• Instructions for the task
Extract exactly and only the lines of the data below, starting at the line with "locate the girl's lips in the photo above" and stopping after the final line.

• Records for processing
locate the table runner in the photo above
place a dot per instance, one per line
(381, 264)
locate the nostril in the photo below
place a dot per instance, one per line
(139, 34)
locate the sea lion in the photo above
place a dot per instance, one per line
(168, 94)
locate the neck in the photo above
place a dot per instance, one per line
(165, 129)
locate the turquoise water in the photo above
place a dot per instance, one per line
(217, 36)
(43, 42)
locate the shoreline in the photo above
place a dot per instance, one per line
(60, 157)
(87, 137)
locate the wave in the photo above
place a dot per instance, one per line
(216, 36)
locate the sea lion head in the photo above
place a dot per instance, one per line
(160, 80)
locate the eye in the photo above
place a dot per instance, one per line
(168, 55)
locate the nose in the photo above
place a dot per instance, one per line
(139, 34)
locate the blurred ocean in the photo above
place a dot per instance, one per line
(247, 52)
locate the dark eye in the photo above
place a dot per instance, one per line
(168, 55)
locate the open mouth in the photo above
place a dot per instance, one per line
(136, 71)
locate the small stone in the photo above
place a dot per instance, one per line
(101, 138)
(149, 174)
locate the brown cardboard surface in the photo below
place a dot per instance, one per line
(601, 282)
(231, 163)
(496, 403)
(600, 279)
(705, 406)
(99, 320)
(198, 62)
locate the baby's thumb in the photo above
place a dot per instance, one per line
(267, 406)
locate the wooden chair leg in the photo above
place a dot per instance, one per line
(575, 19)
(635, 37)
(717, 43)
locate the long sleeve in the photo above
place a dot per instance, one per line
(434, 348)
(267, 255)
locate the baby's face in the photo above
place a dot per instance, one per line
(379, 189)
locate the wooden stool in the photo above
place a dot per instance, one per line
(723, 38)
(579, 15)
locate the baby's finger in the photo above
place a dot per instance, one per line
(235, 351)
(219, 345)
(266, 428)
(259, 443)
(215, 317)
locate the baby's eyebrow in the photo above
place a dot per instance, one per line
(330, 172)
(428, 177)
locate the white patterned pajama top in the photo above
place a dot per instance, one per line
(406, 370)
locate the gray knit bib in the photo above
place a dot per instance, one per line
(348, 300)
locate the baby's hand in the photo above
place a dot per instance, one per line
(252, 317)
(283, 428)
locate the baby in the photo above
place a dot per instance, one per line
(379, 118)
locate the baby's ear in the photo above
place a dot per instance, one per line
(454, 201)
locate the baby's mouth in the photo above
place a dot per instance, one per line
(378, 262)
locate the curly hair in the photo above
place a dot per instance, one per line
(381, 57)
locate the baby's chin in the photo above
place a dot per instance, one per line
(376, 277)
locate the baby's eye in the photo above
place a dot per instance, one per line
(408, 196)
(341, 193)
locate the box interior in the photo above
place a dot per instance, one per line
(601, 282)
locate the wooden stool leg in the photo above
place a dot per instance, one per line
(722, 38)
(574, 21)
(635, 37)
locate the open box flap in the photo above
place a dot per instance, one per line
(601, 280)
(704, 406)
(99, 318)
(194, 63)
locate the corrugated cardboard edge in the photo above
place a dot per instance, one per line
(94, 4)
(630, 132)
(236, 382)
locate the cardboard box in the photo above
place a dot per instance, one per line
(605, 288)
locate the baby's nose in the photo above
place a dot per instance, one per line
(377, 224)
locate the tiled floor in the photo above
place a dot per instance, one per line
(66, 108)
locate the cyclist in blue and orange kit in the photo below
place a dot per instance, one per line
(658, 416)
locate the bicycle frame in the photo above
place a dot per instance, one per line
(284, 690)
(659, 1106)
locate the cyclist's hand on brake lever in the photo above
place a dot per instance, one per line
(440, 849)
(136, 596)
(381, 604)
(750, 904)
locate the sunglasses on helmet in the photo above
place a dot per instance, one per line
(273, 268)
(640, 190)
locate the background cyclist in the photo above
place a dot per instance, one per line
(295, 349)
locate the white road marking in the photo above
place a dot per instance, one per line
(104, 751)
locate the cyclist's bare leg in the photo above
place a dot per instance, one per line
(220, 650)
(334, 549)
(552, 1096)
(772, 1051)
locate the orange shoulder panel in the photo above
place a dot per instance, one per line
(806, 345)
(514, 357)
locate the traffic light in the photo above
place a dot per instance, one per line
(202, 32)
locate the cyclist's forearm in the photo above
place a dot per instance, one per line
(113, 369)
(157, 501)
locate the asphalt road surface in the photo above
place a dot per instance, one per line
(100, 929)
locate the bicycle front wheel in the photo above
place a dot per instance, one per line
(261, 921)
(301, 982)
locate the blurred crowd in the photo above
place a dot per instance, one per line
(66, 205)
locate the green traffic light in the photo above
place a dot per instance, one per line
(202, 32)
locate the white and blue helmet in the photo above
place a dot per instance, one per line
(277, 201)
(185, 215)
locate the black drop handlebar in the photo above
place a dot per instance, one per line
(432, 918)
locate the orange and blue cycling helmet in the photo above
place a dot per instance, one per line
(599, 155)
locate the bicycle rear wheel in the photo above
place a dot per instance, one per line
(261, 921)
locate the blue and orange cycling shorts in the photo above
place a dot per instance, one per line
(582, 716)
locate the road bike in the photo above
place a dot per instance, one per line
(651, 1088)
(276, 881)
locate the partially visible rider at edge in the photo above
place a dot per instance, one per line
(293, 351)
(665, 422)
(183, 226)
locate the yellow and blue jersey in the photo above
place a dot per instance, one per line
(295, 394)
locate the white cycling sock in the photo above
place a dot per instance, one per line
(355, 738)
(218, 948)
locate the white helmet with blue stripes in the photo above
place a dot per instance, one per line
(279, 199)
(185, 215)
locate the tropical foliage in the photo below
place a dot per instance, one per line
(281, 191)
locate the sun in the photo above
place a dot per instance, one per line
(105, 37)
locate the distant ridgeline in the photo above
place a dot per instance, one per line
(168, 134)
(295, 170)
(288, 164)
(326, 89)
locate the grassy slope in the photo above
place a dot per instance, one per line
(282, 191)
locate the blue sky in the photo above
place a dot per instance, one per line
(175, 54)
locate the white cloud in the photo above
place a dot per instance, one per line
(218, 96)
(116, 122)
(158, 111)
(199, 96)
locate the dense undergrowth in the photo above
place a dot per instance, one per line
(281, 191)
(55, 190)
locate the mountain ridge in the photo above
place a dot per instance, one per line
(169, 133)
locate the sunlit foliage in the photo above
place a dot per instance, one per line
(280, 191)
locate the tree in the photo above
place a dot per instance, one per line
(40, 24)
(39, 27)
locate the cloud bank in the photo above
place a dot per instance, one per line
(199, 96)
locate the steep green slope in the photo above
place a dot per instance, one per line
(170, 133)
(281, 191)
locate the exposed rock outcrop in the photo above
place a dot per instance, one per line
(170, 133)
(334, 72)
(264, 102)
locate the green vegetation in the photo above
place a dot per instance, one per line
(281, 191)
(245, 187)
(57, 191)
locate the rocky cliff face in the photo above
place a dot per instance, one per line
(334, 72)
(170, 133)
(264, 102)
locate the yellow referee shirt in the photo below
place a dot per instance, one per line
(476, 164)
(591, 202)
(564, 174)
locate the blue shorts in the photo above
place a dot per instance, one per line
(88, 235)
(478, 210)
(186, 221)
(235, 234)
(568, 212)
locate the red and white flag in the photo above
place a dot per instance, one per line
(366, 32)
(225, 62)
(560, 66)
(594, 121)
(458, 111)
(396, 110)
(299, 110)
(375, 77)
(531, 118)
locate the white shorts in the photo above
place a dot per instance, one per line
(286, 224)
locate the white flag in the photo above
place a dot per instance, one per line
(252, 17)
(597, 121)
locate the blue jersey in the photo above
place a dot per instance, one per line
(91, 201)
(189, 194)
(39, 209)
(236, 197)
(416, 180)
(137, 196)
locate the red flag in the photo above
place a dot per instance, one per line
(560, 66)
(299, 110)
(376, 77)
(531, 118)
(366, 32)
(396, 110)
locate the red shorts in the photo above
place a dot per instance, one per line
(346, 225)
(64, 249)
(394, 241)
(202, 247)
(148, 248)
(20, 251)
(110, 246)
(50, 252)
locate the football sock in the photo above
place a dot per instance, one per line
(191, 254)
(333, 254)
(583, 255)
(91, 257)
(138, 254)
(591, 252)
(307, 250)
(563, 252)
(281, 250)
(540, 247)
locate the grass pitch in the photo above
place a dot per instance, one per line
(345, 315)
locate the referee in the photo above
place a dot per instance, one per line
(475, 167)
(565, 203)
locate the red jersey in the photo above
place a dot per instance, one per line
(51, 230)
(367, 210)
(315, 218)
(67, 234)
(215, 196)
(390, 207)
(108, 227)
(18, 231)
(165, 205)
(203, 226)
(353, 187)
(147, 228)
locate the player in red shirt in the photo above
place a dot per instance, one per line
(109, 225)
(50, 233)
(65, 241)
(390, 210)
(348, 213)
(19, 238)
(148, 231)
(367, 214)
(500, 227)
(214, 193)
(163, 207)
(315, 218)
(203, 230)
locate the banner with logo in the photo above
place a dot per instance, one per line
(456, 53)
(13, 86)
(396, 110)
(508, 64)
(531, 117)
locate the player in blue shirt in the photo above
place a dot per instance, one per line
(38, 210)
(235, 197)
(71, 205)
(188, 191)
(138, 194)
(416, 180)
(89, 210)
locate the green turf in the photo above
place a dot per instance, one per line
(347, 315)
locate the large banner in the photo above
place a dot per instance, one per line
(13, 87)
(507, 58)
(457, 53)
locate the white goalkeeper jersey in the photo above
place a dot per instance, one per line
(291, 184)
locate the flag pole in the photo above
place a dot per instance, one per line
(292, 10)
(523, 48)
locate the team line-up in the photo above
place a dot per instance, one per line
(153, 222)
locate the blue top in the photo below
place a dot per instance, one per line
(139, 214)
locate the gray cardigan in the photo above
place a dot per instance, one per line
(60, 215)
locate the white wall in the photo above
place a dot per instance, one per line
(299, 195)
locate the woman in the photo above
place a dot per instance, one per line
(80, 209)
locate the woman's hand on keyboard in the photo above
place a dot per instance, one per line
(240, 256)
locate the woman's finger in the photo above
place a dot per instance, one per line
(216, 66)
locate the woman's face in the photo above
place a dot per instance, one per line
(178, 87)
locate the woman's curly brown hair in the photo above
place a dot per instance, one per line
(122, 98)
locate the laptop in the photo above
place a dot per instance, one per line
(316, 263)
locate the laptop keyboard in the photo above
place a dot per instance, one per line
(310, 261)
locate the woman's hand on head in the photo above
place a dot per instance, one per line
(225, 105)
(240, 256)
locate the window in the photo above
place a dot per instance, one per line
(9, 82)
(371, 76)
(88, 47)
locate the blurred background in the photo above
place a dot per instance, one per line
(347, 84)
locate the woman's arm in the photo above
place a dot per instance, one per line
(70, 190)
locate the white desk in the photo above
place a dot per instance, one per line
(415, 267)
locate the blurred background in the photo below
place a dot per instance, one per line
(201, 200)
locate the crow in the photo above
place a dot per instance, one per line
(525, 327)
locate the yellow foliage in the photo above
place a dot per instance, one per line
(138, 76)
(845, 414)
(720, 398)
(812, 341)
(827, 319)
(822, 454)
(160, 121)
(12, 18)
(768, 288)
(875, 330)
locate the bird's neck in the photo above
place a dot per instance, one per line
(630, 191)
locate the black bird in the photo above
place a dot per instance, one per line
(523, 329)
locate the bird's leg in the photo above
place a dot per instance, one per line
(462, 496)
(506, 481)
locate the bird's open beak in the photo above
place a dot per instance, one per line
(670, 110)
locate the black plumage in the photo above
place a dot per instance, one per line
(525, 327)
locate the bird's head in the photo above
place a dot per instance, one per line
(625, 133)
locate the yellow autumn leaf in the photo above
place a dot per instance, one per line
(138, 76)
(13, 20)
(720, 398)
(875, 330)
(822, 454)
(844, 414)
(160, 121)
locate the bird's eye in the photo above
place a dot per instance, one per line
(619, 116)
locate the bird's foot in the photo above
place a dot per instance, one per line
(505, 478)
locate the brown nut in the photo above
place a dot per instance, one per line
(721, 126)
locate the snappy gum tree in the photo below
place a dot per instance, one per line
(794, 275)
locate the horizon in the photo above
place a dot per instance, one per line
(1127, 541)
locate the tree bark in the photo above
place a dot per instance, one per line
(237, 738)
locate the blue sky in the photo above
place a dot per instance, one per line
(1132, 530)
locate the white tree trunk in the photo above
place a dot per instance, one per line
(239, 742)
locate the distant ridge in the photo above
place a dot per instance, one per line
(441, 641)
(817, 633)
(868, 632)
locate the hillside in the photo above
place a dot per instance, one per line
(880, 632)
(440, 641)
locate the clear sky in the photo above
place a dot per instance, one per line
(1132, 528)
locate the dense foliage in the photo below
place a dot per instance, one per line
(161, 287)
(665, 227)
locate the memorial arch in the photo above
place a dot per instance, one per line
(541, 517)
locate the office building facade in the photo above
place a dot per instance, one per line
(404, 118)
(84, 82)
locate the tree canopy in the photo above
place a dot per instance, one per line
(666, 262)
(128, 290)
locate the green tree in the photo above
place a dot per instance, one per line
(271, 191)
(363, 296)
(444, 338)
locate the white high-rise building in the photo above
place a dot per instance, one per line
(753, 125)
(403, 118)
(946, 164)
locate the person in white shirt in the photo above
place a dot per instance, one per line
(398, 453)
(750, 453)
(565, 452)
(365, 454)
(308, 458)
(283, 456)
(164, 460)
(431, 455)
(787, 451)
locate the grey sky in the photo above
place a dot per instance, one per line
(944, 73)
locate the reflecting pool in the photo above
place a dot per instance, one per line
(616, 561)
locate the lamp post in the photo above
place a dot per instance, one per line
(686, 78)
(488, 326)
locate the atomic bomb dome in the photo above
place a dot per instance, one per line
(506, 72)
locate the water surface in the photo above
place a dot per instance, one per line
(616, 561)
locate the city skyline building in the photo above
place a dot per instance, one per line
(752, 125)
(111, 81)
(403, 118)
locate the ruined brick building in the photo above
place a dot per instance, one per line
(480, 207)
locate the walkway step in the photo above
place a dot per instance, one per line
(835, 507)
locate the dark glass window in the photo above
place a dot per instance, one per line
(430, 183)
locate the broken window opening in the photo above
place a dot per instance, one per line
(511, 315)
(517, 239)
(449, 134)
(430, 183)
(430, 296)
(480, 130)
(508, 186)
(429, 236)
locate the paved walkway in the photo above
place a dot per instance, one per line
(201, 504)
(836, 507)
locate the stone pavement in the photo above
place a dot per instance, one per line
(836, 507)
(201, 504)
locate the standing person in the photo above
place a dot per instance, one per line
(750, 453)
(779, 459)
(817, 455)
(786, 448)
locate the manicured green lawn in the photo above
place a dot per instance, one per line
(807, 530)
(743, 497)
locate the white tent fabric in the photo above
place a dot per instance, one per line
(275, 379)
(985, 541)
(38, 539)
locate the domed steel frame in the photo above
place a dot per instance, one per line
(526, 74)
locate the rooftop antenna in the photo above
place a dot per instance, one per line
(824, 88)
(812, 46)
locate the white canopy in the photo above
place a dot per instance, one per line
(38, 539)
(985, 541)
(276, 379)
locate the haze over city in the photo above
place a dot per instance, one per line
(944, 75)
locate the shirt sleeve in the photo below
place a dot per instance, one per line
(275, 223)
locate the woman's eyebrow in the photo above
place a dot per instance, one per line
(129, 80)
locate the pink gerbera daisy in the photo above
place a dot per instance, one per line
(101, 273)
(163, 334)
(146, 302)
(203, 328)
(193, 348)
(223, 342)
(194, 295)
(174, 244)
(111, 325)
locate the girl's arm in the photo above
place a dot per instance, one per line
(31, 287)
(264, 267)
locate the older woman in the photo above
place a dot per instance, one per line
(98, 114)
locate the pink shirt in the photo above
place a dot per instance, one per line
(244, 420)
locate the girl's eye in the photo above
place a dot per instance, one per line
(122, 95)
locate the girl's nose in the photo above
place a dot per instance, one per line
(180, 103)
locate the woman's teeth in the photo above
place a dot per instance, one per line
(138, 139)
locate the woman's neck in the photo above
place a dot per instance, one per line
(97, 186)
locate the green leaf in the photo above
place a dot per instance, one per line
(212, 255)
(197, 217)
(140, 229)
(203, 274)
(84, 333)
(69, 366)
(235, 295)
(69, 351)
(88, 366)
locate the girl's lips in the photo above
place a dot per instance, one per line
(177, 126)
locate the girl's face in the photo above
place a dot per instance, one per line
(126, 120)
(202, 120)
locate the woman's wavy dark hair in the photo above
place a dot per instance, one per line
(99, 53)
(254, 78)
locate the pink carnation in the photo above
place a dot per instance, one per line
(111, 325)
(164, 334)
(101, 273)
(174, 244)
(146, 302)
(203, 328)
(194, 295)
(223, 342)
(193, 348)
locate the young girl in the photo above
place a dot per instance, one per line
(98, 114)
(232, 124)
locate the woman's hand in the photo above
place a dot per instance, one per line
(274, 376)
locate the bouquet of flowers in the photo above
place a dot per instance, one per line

• Output of the exercise
locate the girl's lips in the photo above
place a dot per instance, one per line
(177, 126)
locate the girl's face in the photo above
place a dot per instance, one per line
(126, 120)
(202, 120)
locate the woman's wavy dark hair in the photo above
place a dot per instance, one per line
(99, 53)
(254, 78)
locate the pink carnation in the photo above
place a dot per instance, one per line
(111, 325)
(164, 334)
(101, 273)
(174, 244)
(146, 302)
(203, 328)
(194, 295)
(223, 342)
(193, 348)
locate the young girl in the photo above
place a dot per instance, one per line
(98, 114)
(232, 124)
locate the woman's hand in the photo above
place a dot per instance, one per line
(274, 376)
locate the bouquet of flowers in the photo above
place a dot per instance, one per line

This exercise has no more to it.